===== Supplied entries

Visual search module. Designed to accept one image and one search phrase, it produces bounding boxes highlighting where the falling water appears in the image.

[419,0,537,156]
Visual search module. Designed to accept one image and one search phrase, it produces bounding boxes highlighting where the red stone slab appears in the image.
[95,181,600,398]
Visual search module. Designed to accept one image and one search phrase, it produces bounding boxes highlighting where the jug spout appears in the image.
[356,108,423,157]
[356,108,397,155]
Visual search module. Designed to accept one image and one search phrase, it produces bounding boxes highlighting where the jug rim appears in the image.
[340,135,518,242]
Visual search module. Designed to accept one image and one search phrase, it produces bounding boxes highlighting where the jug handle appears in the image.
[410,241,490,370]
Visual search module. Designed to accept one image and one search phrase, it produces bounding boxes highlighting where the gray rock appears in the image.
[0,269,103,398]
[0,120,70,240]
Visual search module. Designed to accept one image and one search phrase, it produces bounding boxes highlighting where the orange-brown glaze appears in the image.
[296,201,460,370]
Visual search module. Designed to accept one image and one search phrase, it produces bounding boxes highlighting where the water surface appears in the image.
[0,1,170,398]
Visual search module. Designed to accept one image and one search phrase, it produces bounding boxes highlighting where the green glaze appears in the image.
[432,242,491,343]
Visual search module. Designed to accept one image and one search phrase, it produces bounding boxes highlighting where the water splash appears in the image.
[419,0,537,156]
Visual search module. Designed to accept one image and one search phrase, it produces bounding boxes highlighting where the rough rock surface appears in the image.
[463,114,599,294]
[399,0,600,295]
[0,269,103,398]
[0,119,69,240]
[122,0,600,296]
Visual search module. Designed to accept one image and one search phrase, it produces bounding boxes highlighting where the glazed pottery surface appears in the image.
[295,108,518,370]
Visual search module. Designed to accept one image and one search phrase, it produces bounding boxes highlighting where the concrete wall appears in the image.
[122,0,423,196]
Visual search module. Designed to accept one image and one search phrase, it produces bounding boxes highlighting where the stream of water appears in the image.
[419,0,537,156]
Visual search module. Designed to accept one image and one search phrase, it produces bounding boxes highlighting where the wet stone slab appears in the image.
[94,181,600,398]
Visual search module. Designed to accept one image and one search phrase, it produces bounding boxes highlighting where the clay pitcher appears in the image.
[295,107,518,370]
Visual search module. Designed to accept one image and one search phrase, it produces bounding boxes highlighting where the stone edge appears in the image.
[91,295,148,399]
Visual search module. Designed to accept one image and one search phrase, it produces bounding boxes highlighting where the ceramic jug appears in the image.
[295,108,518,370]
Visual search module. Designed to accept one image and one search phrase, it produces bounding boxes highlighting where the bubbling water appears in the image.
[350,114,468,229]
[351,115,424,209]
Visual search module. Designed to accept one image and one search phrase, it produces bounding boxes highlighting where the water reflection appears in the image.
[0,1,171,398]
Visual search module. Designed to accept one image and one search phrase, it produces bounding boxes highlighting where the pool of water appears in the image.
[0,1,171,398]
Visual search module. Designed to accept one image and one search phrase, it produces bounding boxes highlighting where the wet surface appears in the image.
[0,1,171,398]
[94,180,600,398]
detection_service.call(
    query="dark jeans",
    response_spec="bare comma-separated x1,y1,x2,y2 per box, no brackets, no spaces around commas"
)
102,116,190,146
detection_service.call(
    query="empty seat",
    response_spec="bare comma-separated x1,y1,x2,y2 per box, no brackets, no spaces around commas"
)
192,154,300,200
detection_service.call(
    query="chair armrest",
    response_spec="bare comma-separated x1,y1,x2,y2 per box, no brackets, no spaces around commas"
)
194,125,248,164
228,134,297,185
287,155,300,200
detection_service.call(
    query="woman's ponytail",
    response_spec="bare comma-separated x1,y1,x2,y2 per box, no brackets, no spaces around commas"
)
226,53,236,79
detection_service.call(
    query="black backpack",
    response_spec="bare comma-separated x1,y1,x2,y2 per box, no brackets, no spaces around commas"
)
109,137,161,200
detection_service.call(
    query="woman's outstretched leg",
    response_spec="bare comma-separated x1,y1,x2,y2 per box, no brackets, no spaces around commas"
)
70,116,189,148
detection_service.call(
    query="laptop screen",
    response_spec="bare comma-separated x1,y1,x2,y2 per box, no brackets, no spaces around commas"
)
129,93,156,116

==========

**How to complete this task**
Give all the records above again, wording unchanged.

**Output for this exercise**
Visual search module. Designed to accept one image and one search phrase, it produces bounding boxes highlighting where the falling water appears in the image.

[419,0,537,156]
Visual search module. Designed to accept one image and one search phrase, it produces bounding boxes highlighting where the red stone slab appears in the image.
[95,181,600,398]
Visual search module. Designed to accept one image and one search phrase, it produces bounding boxes highlighting where the jug spout appears in the image.
[356,108,423,157]
[356,108,397,155]
Visual search module. Designed to accept one image and one search phrase, it produces bounding boxes highlighting where the jug rim appears in the image.
[340,135,518,242]
Visual search module. Designed to accept one image and one search phrase, it produces bounding boxes highlighting where the jug handle appears in the image.
[410,241,490,370]
Visual search module. Designed to accept one image and one search phrase, it produces bounding boxes highlighting where the gray rock appears in the image.
[0,269,103,398]
[0,120,70,240]
Visual search module. Designed to accept one image and one search phrase, it produces bounding boxes highlighting where the orange-brown glaze appears in the image.
[296,201,460,370]
Visual search module. Designed to accept one image and one search phrase, it produces bounding boxes highlighting where the water surface appears in the image.
[0,1,170,398]
Visual search module. Designed to accept one image and one search phrase, it produces bounding boxes highlighting where the green glaze appears in the image.
[432,242,491,343]
Visual search module. Designed to accept one image and one search phrase, it produces bounding boxes highlighting where the water splash appears in the image.
[419,0,537,156]
Visual search module. Designed to accept one image and one search phrase, it produces bounding boxes highlighting where the rough rock surface appears in the image.
[463,114,599,294]
[399,0,600,295]
[0,269,103,398]
[0,119,69,240]
[122,0,600,296]
Visual search module. Designed to accept one image and one search phrase, it produces bounding boxes highlighting where the glazed pottery surface appears in the image.
[295,108,518,370]
Visual search module. Designed to accept one image and one search phrase, it produces bounding boxes highlighting where the concrete wall appears in the image.
[122,0,423,196]
Visual search module. Designed to accept one image and one search phrase, it produces bounding boxes highlighting where the stream of water appears in the image.
[419,0,537,156]
Visual search module. Designed to accept one image and one search phrase, it produces bounding boxes highlighting where the wet stone slab appears in the image.
[94,181,600,398]
Visual search module. Designed to accept one image and one search phrase, it produces bounding boxes highlighting where the clay pitcher appears in the image.
[295,107,518,370]
Visual search module. Designed to accept one image and one search phrase, it produces bounding boxes highlighting where the stone edge appears in the image.
[91,295,148,399]
Visual search module. Designed to accept one image and one search phrase, it produces bounding boxes highlighting where the ceramic jug appears in the image.
[295,108,518,370]
Visual search module. Designed to accept one image and one search phrase, it produces bounding boxes highlighting where the bubbling water appears in the image.
[350,114,468,229]
[351,115,424,209]
Visual search module. Designed to accept one image and one search phrase, it produces bounding boxes highlighting where the water reflection appears in the image.
[0,1,171,398]
Visual search module. Designed to accept one image and one search phrase, it produces bounding boxes highlighting where the pool of water appears in the image.
[0,1,171,398]
Visual search module. Designed to accept one image and one search phrase, it produces bounding boxes highlighting where the wet surface appears in the image.
[0,1,171,398]
[94,180,600,398]
detection_service.call(
    query="dark jeans",
    response_spec="bare comma-separated x1,y1,x2,y2 per box, no brackets, no spaces around commas"
)
102,116,190,146
detection_service.call(
    query="empty seat",
    response_spec="bare comma-separated x1,y1,x2,y2 per box, no brackets, no spaces around commas"
)
192,154,300,200
detection_service.call(
    query="chair armrest",
    response_spec="bare comma-separated x1,y1,x2,y2 per box, no brackets, no spaces around commas"
)
194,125,248,164
228,134,297,185
287,155,300,200
detection_service.call(
    query="woman's ponytail",
    response_spec="bare comma-separated x1,y1,x2,y2 per box, no brackets, no spaces around commas"
)
226,53,236,79
detection_service.call(
    query="black backpack",
    response_spec="bare comma-separated x1,y1,x2,y2 per box, no brackets, no spaces around commas"
)
109,137,161,200
detection_service.call(
    query="woman's outstretched leg",
    response_spec="bare comma-separated x1,y1,x2,y2 per box, no brackets, no spaces around commas"
)
70,116,189,148
detection_service.call(
    query="laptop screen",
    response_spec="bare comma-separated x1,y1,x2,y2 per box, no brackets, no spaces around commas"
)
129,93,156,116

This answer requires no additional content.